**Request**. Gather each line of the data below that contains the word "wooden" and copy those lines in full.

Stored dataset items
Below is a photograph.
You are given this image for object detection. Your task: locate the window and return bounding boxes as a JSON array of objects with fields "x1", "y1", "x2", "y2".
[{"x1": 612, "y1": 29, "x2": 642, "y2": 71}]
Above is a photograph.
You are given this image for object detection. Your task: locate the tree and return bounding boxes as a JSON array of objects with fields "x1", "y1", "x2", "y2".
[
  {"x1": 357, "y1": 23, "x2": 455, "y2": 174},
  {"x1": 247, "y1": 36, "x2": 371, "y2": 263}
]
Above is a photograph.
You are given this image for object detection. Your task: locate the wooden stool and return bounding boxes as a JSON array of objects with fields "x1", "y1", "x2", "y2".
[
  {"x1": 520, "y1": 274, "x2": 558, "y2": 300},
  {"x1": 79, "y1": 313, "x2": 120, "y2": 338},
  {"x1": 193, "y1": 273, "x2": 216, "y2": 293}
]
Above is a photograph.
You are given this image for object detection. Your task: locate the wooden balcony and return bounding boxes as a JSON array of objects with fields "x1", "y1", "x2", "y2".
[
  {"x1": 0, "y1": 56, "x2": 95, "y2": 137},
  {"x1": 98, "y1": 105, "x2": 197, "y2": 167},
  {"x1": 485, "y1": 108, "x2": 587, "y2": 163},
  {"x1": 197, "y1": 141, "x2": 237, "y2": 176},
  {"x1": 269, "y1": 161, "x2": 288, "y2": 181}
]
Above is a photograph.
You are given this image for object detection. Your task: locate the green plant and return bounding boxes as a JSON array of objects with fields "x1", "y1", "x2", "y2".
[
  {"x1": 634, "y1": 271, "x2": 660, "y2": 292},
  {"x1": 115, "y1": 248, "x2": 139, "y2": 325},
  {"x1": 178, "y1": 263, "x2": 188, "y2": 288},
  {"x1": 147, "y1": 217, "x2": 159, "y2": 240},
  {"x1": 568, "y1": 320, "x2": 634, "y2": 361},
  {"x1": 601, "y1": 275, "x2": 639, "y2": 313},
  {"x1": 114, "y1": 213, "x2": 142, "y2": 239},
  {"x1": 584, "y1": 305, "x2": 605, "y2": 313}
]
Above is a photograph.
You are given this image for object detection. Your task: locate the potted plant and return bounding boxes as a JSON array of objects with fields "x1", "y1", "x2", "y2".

**Full response**.
You are given this image for object detection. Your task: locate the wooden stool and return bounding boxes as a JSON array of objects with fields "x1", "y1", "x2", "y2".
You are given this image for object detection. Your task: locate the wooden balcony and return bounding boxes as a JSON array of objects with fields "x1", "y1", "x2", "y2".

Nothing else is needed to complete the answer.